Re: individualism

Eric Watt Forste (
Tue, 30 Jul 1996 23:18:01 -0700

At 10:30 PM 7/30/96, Ben Goertzel wrote:
>Freedom is an important value. But there are other important values
>too, such as compassion, and -- yes -- growth (progress? extropy?)....
>In shaping a society we humans try to balance out these different values.
>Increasing our share of one often seems to decrease our share of another.
>That's what makes it difficult. Libertarianism seems to result from
>exalting freedom over all other values.

Libertarianism, as something fairly well-defined and understood, is a
political ideology, not a system of morality. I'm one libertarian (among
many) who strongly values compassion.

>But even if one DOES exalt
>freedom over all other values, it is not clear that eliminating government
>would result in increased freedom anyway -- the state is obviously only
>one kind of coercive power, and it serves, among other positive and
>negative functions, to keep a hold on other coercive powers.

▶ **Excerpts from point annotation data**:

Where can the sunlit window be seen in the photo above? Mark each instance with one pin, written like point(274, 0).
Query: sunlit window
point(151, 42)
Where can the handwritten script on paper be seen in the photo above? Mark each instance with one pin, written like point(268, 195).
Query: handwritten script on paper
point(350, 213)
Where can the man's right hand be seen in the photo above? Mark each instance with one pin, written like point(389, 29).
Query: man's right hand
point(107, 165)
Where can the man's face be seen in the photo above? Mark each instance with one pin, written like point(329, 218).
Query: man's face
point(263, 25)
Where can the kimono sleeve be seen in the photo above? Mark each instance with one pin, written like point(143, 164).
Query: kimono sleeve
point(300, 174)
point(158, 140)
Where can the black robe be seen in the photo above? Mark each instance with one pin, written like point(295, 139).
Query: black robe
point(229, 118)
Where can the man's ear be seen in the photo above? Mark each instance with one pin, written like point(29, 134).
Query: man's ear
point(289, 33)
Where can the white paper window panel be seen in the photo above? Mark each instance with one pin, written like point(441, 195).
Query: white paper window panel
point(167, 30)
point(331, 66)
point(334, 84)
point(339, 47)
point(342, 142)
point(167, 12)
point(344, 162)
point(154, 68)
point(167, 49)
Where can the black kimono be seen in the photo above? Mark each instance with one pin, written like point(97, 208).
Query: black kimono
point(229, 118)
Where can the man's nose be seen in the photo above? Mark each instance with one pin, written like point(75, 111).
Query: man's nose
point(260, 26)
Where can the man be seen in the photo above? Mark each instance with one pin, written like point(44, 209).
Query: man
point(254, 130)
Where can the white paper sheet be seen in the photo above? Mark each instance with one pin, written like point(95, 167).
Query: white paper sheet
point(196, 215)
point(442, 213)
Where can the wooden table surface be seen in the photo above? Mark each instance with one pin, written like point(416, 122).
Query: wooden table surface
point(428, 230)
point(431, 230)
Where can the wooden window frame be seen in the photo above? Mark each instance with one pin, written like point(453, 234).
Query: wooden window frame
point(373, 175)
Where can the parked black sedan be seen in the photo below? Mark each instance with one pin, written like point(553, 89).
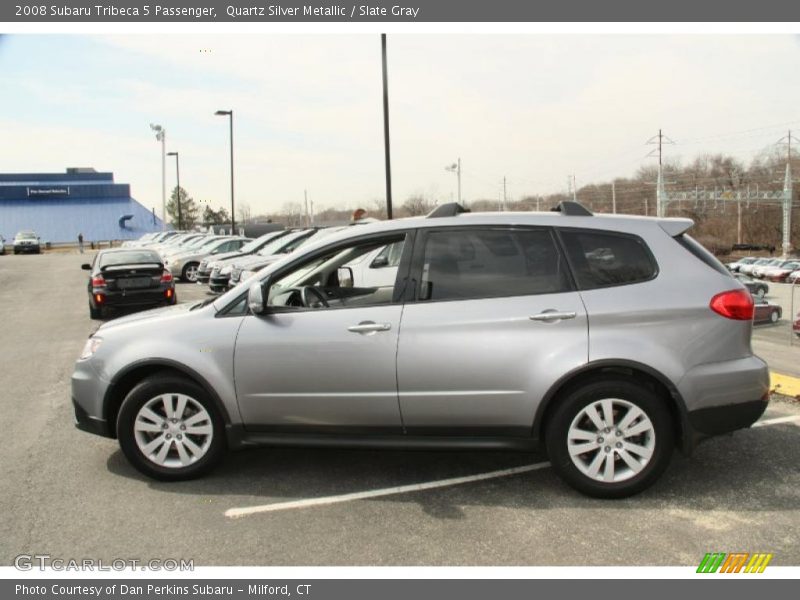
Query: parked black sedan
point(128, 277)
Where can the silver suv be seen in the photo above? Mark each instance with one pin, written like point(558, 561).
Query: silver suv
point(607, 340)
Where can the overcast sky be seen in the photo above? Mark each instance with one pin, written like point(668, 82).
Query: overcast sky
point(308, 113)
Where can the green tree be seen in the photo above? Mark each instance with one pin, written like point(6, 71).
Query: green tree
point(189, 210)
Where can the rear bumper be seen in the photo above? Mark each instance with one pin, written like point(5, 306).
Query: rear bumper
point(723, 419)
point(90, 424)
point(725, 396)
point(147, 297)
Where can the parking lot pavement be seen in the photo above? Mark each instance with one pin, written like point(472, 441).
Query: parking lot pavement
point(73, 495)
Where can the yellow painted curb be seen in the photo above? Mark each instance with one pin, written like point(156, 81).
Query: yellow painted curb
point(785, 384)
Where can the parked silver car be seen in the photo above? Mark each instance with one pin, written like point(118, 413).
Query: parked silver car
point(606, 339)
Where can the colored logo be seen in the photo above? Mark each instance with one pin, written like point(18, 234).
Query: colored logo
point(737, 562)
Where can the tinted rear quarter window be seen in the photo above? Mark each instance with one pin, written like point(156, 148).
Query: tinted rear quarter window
point(490, 263)
point(604, 259)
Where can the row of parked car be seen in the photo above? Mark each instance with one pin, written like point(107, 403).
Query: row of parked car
point(772, 269)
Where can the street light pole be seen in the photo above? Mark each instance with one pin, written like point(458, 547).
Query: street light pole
point(161, 135)
point(178, 187)
point(229, 113)
point(456, 168)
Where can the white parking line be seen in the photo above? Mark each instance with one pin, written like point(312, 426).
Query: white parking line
point(235, 513)
point(776, 421)
point(401, 489)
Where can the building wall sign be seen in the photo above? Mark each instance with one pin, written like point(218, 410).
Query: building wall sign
point(48, 191)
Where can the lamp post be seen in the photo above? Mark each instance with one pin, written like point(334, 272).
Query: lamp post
point(177, 187)
point(229, 113)
point(456, 168)
point(161, 135)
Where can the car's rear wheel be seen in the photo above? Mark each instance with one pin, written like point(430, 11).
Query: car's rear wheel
point(169, 429)
point(189, 272)
point(610, 438)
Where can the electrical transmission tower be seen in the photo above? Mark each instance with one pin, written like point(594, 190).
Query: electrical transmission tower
point(661, 194)
point(782, 197)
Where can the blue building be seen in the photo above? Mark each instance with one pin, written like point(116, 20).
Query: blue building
point(59, 206)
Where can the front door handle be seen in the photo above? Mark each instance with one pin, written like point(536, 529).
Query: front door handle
point(368, 327)
point(552, 315)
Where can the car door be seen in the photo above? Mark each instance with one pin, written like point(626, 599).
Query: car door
point(494, 323)
point(308, 367)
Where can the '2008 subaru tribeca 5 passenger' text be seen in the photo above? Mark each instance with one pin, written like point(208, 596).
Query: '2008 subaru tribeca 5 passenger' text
point(606, 339)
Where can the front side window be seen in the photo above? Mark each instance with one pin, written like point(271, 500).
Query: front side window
point(602, 259)
point(487, 263)
point(329, 280)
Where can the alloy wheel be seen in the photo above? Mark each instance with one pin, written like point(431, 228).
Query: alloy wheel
point(173, 430)
point(611, 440)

▶ **Exercise brief**: In the reply on individualism, what does Eric Watt Forste call libertarianism instead of a system of morality?

▶ **Task answer**: A political ideology.